### Instrução:
Retome, por favor, o texto sobre a nova política de receitas do Steam e o lançamento da Epic Store, continuando-o a partir da última frase.

### Texto de leitura:
──────────────────────────────

Há um conjunto de notícias que está a deixar a comunidade de videojogos em alvoroço. A Valve decidiu mudar a política de receitas do Steam, discriminando positivamente os maiores developers. E, escassos dias depois, a Epic anunciou o lançamento da sua Epic Store para concorrer com o Steam, lançando-a na mesma semana.

Começando pela Valve, actualmente, esta retira uma fatia de cerca de 30% na facturação dos jogos vendidos através da sua plataforma de distribuição digital. A proposta da Valve vai no sentido de cortar essa fatia para 25% quando as receitas atinjam os 10 milhões de dólares e para 20% se as mesmas atingirem os 50 milhões para o jogo em questão.

Certa fatia da comunidade Indie revoltou-se com a situação. Afinal, o mercado Indie, o gigantesco mercado Indie, continua a albergar a esmagadora maioria da produção artística no meio dos videojogos. É lá que encontramos as maiores e melhores pérolas, mesmo que, por vezes, fruto da democratização do acesso, também haja que chafurdar na lama até as encontrar. A medida, que pode ser vista como uma discriminação positiva para com os grandes developers, pode também ser vista como uma discriminação negativa, uma sobretaxa a aplicar a pequenos developers que, não raras vezes, lutam para continuar a fazer videojogos como meio de subsistência. Lutam para os fazer, vender e continuar a poder fazê-lo como forma de vida. De um lado, gigantes multimilionários, do outro, developers ou aspirantes a tal que, muitas vezes, como costumo dizer, fazem um jogo a troco de uma tosta de queijo e um Compal de pêra. A balança parece desequilibrada. E está.

──────────────────────────────

### Dados fornecidos:
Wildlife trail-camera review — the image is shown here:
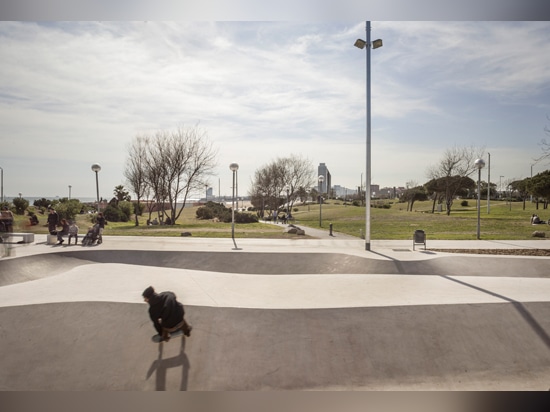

──────────────────────────────

### Resposta esperada:
Apetece correr e defender o underdog, clamar justiça por quem mais dela precisa. Roubar aos ricos para dar aos pobres, assegurando que continuo a ter jogos indie de excelência no meu catálogo.

Mas, a frio, procurarei dar um conjunto de pontos de vista alinhados com os diferentes prismas da minha abordagem ao mundo dos videojogos.

Começarei pelo valor percentual que a Steam cobra pela sua distribuição digital. Os seus 30% não serão superiores àquilo que praticam outros meios de distribuição digital, como a Nintendo, a Microsoft ou a Sony. Esses 30% são o valor que a Valve cobra pela prestação de serviços. À primeira vista, é um valor absurdamente elevado. Afinal. a Valve está a buscar quase um terço da facturação de jogos totalmente realizados por outros. E compreende-se a frustração de muitos quando clamam contra esta percentagem. No entanto, se virmos as coisas como uma aquisição de produtos, o caso muda de figura.

Steam, aquando da sua abertura em 2003

Vejamos, são 30% da facturação para ter o jogo disponível em todo mundo. Sem outros custos logísticos. Sem necessidade de cópias físicas e respectivas capas, subsequente transporte e aprovisionamento. Sem ver produto que custou dinheiro parado em stock por dias, meses ou anos a fio. O principal trunfo de uma loja digital é esse: disponibilização virtualmente imediata, ubíqua. Disponibilização, aliás, feita para o maior número de pessoas no mercado. Os últimos números apontam para 125 milhões de utilizadores activos no Steam. Nada mau, para tamanho da montra.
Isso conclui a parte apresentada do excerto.